阅读文本:

【发布时间】:2018-09-02 04:17:51
【问题描述】:
我编写了一个程序,用于对在多线程批量写入条件下执行的 mongodb 数据库进行基准测试。
问题是程序挂起并且没有完成执行。
我很确定问题是由于将 530838 条记录写入数据库并使用 10 个线程一次批量写入 50 条记录。这留下了 38 条记录的模值,但是 run 方法从队列中获取 50 条记录,因此当写入 530800 条记录时进程挂起并且永远不会写入最后的 38 条记录,因为以下代码永远不会完成执行
for object in range(50):
objects.append(self.queue.get())
我希望程序一次写入 50 条记录,直到剩余的记录少于 50 条,此时它应该将剩余的记录写入队列,然后在队列中没有记录时退出线程。
提前谢谢:)
import threading
import Queue
import json
from pymongo import MongoClient, InsertOne
import datetime
#Set the number of threads
n_thread = 10
#Create the queue
queue = Queue.Queue()
#Connect to the database
client = MongoClient("mongodb://mydatabase.com")
db = client.threads
class ThreadClass(threading.Thread):
def __init__(self, queue):
threading.Thread.__init__(self)
#Assign thread working with queue
self.queue = queue
def run(self):
while True:
objects = []
#Get next 50 objects from queue
for object in range(50):
objects.append(self.queue.get())
#Insert the queued objects into the database
db.threads.insert_many(objects)

任务:
(a) 请将 MongoDB 批量写入帖子中从"我希望程序一次写入 50 条记录,直到剩余的记录少于"到"queue = Queue.Queue()"的部分重写一遍,并把其中的"n_thread"替换为"num_threads"。
(b) 从 MongoDB 批量写入帖子停下的地方接着写下去。
本页中的记录与此无关,不必参考。

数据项
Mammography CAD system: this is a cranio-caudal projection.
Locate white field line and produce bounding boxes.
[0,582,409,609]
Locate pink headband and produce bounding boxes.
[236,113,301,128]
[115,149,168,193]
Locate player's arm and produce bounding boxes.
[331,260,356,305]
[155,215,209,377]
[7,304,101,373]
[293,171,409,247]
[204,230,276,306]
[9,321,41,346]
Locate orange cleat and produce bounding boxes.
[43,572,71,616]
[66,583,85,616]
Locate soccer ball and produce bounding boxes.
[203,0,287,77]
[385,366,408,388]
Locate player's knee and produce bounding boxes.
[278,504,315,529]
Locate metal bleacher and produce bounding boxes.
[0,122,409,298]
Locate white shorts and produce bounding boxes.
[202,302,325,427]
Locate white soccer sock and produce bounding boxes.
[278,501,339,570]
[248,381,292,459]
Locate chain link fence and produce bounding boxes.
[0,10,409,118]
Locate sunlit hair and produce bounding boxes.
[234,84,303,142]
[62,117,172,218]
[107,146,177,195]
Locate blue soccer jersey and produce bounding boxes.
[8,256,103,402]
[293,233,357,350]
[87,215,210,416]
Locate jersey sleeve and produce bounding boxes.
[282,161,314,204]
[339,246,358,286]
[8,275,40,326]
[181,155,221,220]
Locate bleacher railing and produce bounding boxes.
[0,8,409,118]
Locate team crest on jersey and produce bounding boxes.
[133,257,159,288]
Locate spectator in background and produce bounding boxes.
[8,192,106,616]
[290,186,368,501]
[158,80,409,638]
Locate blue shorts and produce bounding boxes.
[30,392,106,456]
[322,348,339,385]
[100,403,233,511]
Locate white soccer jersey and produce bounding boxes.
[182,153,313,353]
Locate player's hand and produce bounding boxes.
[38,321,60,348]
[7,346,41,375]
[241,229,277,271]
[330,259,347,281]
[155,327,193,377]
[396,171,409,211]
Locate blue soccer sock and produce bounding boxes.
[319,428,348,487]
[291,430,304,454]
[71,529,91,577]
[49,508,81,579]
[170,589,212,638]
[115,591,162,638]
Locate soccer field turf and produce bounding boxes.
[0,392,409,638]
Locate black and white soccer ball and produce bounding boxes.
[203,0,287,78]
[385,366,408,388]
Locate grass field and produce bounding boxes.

任务结果:
(a)
我希望程序一次写入 50 条记录,直到剩余的记录少于 50 条,此时它应该将剩余的记录写入队列,然后在队列中没有记录时退出线程。
提前谢谢:)
import threading
import Queue
import json
from pymongo import MongoClient, InsertOne
import datetime
#Set the number of threads
num_threads = 10
#Create the queue
queue = Queue.Queue()

(b)
#signals to queue job is done
self.queue.task_done()
#Create number of processes
threads = []
for i in range(n_thread):
t = ThreadClass(queue)
t.setDaemon(True)
#Start thread
t.start()
#Start timer
starttime = datetime.datetime.now()
#Read json object by object
content = json.load(open("data.txt","r"))
for jsonobj in content:
#Put object into queue
queue.put(jsonobj)
#wait on the queue until everything has been processed
queue.join()
for t in threads:
t.join()
#Print the total execution time
endtime = datetime.datetime.now()
duration = endtime-starttime
print(divmod(duration.days * 86400 + duration.seconds, 60))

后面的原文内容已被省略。